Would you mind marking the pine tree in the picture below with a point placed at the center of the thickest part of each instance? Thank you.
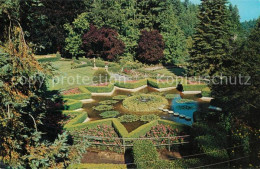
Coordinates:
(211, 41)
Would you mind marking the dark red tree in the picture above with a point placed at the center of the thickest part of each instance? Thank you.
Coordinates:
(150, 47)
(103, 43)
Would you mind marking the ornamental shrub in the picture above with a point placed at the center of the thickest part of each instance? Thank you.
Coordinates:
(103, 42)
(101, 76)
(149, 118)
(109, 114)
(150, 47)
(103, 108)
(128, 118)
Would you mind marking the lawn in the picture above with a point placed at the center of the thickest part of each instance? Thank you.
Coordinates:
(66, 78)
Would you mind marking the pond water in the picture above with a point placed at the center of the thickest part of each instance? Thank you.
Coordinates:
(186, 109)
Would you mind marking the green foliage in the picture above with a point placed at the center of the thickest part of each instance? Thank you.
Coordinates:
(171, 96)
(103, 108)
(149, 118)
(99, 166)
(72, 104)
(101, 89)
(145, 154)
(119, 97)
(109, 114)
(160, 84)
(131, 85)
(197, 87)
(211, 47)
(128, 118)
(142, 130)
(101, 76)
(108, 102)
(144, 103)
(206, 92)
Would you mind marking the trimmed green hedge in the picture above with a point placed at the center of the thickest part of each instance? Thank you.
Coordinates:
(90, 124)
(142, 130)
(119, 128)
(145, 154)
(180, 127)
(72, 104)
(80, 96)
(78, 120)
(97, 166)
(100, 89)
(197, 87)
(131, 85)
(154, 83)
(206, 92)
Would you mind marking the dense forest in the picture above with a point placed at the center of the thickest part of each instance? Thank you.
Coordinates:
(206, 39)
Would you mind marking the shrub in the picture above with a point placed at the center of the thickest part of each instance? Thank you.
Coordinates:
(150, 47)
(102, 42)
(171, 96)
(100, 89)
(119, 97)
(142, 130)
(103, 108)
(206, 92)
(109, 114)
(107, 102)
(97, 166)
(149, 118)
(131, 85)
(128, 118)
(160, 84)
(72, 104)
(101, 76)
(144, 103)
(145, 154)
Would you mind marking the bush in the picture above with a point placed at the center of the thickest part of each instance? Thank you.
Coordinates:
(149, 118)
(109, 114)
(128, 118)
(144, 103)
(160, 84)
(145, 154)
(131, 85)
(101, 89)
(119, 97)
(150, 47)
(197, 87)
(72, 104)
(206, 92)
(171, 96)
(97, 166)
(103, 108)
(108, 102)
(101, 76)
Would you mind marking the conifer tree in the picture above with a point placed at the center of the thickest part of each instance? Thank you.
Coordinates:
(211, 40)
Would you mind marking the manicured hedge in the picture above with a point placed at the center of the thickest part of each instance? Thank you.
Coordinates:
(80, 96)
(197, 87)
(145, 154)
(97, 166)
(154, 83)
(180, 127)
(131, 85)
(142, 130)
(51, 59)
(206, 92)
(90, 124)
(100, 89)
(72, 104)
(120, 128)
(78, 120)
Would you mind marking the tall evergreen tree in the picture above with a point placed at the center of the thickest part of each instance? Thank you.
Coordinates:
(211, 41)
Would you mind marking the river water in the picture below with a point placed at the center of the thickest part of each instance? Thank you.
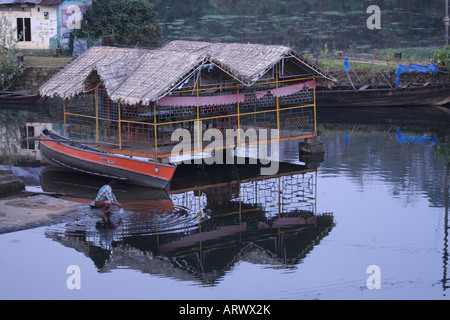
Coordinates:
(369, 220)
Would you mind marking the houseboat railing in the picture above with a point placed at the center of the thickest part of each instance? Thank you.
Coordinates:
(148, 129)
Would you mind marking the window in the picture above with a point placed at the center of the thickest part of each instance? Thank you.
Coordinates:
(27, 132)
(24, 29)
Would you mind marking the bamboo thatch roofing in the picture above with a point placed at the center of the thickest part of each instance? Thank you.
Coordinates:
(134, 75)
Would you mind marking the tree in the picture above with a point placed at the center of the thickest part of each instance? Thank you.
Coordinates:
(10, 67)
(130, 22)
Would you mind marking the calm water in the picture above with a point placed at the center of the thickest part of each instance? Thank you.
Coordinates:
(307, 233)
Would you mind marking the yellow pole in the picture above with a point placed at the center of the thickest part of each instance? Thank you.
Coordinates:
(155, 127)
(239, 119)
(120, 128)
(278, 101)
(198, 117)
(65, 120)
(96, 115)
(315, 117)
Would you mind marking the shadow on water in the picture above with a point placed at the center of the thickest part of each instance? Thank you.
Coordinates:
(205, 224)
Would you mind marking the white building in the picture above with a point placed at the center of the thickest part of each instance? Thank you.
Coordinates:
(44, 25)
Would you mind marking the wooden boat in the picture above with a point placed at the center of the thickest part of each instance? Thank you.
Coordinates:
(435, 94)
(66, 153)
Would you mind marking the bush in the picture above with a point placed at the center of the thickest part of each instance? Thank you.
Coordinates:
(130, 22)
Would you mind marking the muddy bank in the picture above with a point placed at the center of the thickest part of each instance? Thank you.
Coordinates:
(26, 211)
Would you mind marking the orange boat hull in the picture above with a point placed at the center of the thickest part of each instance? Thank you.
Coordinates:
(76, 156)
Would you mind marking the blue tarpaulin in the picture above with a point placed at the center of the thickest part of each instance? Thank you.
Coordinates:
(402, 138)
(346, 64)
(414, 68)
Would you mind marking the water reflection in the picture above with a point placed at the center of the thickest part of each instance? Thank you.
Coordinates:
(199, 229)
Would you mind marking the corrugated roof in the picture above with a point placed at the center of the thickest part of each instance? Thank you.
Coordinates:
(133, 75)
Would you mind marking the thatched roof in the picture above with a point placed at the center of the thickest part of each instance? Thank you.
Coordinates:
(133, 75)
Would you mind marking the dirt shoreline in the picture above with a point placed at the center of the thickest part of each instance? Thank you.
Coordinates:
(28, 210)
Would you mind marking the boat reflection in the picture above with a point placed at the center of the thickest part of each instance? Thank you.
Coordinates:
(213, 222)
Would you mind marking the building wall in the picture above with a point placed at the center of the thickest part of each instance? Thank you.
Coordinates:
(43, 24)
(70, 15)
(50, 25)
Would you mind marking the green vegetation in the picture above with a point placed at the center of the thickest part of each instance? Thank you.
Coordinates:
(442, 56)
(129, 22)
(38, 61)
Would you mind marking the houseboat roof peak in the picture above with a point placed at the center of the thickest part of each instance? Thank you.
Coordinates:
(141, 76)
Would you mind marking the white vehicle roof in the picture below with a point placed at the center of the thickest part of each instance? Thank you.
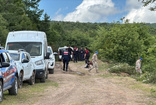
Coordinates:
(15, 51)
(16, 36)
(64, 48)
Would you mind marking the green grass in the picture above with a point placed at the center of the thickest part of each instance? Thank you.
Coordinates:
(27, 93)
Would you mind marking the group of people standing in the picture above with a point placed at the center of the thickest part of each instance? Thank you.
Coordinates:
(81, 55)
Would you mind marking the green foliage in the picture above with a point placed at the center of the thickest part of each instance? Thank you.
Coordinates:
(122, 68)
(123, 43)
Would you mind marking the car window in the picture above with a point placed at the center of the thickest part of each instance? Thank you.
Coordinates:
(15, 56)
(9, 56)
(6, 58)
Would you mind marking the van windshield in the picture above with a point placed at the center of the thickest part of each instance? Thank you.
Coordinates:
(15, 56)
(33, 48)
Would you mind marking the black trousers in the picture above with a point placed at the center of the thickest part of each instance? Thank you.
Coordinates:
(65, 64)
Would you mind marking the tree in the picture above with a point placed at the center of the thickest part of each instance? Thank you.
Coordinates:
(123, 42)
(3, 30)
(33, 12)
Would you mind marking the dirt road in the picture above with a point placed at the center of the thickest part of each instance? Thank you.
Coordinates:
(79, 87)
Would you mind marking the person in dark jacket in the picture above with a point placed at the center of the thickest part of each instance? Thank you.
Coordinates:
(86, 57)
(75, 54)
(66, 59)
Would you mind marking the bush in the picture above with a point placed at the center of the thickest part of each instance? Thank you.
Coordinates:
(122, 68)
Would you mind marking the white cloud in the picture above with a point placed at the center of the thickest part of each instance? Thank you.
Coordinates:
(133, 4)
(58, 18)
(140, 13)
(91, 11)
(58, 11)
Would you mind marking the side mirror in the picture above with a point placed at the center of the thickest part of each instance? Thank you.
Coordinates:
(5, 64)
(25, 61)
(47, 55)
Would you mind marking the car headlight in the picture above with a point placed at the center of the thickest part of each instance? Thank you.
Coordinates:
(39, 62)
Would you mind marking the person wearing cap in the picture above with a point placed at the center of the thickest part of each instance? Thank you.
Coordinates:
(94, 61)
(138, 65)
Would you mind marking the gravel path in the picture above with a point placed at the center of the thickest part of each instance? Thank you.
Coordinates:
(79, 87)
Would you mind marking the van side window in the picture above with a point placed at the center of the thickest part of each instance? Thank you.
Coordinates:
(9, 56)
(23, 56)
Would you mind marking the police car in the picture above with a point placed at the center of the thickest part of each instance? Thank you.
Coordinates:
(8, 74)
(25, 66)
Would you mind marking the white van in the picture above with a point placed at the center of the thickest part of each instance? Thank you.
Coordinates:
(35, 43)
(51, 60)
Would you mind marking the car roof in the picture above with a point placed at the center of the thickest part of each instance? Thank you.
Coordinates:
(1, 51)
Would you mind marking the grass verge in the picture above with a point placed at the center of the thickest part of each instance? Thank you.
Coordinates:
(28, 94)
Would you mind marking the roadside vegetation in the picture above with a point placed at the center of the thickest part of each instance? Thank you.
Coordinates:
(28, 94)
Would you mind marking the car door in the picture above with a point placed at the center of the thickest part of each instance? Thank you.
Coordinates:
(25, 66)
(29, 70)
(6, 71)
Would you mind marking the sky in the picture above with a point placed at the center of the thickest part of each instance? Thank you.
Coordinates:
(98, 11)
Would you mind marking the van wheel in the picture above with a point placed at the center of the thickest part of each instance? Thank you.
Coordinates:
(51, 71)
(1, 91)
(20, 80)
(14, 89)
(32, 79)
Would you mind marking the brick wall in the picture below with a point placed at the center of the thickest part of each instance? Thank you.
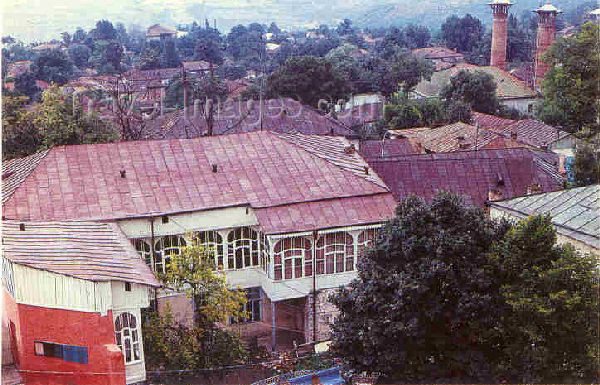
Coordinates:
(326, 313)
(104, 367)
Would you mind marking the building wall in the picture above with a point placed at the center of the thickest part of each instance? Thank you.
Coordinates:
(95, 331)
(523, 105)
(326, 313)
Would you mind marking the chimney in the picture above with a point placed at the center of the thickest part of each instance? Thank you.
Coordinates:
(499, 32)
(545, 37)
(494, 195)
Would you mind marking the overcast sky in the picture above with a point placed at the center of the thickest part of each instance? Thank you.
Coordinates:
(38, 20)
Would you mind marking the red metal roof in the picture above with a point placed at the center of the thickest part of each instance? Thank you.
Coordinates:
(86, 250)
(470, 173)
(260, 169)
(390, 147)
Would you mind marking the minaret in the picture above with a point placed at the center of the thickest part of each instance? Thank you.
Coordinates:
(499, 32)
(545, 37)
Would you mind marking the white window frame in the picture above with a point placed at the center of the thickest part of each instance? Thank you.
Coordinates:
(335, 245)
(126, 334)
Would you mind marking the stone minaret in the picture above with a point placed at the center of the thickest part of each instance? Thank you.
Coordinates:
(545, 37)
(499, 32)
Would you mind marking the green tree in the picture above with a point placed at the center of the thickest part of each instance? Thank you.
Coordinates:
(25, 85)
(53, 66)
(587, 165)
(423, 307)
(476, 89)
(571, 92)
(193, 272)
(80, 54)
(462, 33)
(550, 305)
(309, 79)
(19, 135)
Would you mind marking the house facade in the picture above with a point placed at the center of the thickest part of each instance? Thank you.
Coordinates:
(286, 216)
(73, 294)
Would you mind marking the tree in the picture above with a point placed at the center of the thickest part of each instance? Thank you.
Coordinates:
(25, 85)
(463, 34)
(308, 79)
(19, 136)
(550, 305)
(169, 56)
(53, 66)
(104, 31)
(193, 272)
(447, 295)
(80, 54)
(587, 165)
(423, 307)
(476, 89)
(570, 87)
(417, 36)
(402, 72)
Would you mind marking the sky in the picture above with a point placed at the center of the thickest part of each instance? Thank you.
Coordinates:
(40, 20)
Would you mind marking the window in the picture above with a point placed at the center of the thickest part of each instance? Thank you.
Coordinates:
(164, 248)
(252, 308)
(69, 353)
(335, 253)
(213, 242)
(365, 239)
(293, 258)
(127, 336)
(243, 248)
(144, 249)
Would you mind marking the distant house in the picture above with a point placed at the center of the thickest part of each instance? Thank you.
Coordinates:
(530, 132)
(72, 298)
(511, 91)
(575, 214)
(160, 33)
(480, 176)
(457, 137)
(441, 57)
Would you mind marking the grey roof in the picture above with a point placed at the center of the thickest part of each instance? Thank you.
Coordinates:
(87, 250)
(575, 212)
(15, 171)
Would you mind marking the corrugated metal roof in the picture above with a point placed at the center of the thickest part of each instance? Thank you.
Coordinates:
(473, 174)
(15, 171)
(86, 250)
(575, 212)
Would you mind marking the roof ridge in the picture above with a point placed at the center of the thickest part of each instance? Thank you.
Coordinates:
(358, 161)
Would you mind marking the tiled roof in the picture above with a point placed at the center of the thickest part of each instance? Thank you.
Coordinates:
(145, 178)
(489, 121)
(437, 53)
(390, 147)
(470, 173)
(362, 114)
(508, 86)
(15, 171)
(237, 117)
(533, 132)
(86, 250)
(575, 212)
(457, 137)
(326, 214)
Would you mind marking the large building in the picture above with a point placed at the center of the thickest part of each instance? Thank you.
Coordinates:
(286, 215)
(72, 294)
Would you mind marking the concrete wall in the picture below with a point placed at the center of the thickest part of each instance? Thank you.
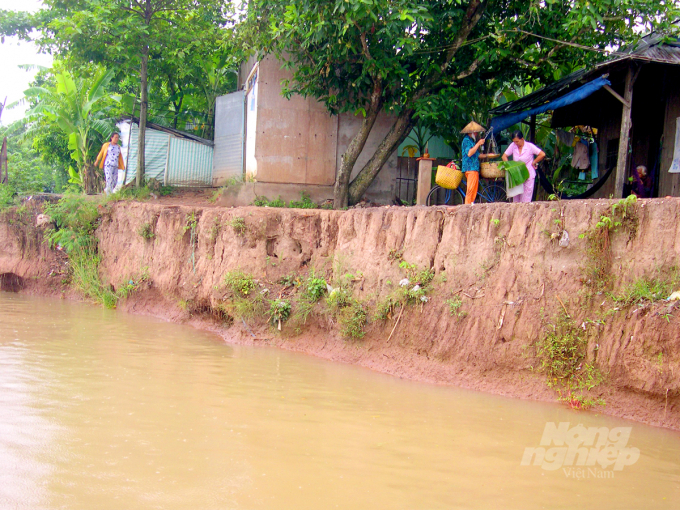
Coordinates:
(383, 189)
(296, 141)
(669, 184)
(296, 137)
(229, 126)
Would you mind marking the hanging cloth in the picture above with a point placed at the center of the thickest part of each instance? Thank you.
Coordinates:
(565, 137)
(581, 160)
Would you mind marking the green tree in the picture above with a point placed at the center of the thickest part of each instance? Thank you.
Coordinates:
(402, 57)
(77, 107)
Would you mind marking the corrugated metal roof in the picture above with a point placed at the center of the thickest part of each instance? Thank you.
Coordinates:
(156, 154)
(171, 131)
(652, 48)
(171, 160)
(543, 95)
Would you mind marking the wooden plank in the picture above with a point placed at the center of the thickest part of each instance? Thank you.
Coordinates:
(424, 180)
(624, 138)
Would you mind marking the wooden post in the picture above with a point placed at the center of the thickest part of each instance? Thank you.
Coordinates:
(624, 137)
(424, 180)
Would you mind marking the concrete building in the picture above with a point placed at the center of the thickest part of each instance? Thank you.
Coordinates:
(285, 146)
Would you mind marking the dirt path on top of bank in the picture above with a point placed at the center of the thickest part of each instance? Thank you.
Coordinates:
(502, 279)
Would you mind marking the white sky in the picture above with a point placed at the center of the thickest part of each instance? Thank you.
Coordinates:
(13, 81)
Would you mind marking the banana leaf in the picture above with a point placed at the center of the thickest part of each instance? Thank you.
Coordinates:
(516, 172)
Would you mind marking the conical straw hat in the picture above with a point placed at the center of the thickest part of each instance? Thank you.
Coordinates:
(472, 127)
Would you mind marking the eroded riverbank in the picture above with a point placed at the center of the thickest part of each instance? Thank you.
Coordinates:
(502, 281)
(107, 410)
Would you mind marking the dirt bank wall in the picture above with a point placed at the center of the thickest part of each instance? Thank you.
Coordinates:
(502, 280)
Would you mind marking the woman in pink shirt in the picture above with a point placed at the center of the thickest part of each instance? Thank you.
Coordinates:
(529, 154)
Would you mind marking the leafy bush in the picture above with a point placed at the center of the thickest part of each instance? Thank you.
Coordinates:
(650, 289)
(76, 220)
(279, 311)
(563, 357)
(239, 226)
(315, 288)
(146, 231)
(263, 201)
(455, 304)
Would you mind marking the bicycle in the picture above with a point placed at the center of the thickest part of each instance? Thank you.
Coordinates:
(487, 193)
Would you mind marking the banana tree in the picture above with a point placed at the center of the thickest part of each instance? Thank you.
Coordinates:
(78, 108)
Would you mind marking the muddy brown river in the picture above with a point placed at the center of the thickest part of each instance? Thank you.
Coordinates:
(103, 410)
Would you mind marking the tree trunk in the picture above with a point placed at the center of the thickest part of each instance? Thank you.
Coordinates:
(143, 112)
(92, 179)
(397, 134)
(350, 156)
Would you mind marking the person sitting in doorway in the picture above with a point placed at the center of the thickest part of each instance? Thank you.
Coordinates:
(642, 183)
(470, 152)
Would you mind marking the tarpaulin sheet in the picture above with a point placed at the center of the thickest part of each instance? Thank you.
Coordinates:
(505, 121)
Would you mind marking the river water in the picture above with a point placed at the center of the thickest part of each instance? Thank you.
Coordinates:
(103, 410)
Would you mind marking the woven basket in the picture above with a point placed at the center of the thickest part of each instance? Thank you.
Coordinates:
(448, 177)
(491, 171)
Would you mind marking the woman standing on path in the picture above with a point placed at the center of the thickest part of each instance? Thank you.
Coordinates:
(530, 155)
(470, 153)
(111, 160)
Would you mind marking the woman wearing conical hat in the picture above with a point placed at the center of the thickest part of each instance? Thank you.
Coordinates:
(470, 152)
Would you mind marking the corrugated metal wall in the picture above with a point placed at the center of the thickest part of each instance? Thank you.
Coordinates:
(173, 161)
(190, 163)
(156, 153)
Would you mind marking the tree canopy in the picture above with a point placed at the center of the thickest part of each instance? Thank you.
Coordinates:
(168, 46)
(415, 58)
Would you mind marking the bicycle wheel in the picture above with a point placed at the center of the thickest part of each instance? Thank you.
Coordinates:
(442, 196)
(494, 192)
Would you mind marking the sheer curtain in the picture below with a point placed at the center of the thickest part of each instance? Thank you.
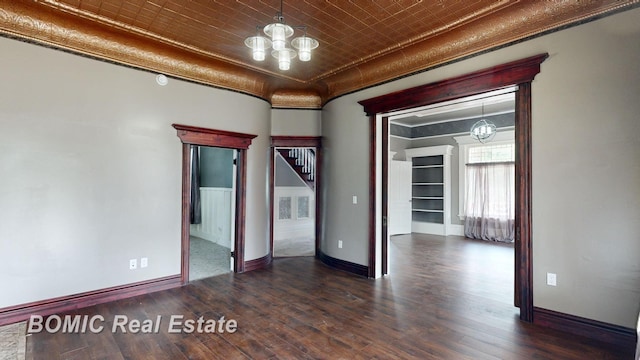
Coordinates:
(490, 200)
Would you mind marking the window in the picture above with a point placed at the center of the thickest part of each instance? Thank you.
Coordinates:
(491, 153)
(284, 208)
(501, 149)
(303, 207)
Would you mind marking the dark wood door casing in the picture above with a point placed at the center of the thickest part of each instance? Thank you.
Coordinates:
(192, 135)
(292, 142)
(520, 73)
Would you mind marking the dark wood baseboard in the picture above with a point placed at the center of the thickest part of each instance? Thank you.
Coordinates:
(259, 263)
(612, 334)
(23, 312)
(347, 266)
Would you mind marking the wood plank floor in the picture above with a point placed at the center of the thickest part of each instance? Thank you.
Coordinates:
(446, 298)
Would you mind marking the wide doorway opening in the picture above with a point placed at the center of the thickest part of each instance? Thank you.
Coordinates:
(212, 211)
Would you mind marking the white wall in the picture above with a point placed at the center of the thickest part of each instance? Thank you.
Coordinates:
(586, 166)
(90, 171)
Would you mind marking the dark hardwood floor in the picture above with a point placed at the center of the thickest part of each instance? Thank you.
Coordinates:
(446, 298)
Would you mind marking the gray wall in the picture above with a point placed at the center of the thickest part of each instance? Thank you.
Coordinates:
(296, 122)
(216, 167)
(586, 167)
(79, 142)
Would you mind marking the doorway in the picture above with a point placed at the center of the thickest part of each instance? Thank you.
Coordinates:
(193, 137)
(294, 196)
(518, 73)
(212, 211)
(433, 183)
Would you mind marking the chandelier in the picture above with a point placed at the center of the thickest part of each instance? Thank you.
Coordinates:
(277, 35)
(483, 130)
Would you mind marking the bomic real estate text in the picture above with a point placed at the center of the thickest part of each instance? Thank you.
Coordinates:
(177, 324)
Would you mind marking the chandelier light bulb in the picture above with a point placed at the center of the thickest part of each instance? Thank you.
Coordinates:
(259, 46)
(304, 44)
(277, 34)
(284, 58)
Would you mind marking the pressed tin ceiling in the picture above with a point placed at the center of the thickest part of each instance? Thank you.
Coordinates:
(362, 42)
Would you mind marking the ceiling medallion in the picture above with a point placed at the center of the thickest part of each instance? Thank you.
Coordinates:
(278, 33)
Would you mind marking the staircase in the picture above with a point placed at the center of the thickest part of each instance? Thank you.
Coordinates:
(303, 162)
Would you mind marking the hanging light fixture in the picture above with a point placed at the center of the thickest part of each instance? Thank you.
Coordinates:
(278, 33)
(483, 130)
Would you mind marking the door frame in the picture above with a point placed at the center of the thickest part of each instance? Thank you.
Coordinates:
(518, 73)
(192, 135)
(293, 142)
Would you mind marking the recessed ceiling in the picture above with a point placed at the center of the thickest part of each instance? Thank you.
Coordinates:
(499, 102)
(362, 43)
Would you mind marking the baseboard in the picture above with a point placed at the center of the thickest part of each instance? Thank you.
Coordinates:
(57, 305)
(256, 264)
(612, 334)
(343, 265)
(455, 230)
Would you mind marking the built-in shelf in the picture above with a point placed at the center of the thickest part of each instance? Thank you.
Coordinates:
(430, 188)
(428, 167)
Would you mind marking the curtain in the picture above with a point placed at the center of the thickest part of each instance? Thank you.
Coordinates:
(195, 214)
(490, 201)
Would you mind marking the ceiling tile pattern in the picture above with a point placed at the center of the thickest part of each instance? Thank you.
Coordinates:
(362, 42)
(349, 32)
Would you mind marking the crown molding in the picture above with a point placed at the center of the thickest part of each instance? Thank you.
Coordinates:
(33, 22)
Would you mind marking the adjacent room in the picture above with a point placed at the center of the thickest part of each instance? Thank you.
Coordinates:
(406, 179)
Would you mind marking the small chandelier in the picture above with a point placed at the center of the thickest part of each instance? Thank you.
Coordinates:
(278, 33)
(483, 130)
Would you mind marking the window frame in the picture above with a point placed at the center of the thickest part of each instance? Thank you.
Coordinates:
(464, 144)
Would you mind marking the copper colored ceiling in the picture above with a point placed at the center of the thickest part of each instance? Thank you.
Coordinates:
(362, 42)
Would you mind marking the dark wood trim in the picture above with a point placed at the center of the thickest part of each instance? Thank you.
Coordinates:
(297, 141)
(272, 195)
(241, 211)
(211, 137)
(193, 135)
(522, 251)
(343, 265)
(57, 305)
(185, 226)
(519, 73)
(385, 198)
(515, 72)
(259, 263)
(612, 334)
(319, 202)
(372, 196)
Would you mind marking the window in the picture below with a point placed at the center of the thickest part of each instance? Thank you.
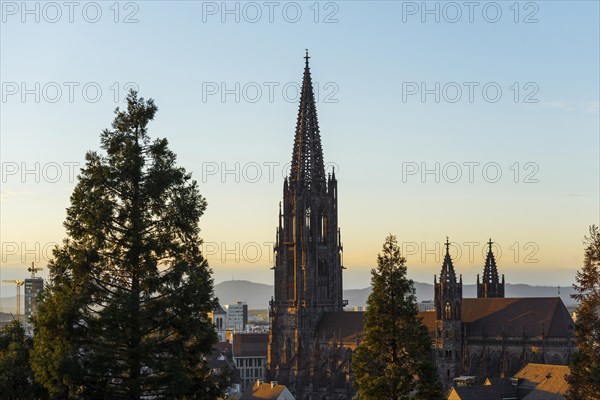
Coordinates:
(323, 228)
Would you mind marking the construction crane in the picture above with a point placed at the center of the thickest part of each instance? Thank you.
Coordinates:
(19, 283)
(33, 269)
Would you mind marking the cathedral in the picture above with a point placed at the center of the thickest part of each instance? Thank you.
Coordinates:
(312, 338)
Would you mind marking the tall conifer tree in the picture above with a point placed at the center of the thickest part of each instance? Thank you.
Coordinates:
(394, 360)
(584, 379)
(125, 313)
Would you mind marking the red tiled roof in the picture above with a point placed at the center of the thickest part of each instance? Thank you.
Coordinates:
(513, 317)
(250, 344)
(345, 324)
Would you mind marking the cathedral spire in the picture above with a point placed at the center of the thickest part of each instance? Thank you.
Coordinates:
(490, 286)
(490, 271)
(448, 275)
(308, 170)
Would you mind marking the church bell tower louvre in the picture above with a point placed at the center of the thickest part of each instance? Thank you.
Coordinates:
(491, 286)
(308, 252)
# # # # #
• Set exercise
Give again exactly the lines from the one holding "Would you mind marking the window in the picture below" to the final line of the records, both ends included; any pictures stay out.

• Exercise solution
Would you mind marking the window in the picture below with a point placed at the center of the thickest part of each instance? Thank you.
Coordinates:
(323, 228)
Would you mind marking the construction crane in the picture above with a point placed at the center of the thickest part of each instance? Thank you.
Coordinates:
(19, 283)
(33, 269)
Would you mind marking the cathedral in the picture above with a point placed at the center of the thickest part of each instance? Thank you.
Coordinates:
(312, 338)
Would you mind marking the tall conifer tree in the picture above with a point placed at the center of the thickest part of each instance? Thank you.
Coordinates:
(394, 360)
(584, 379)
(125, 313)
Would you mind marking the red tiled roof in the picture above with a point placed at the center of the thickest part of each instance? Thank you.
Coordinates:
(513, 317)
(250, 344)
(345, 324)
Would you mind marking the cathedral spire in the picture above with a point placed at the center of the thickest part of each instance? Thank you.
Coordinates:
(490, 286)
(490, 271)
(448, 275)
(308, 170)
Would you mind marking the church bell tower louvre in the picture above with a point placed at the center of the thickest part of each instance? Thank you.
Coordinates:
(491, 286)
(308, 252)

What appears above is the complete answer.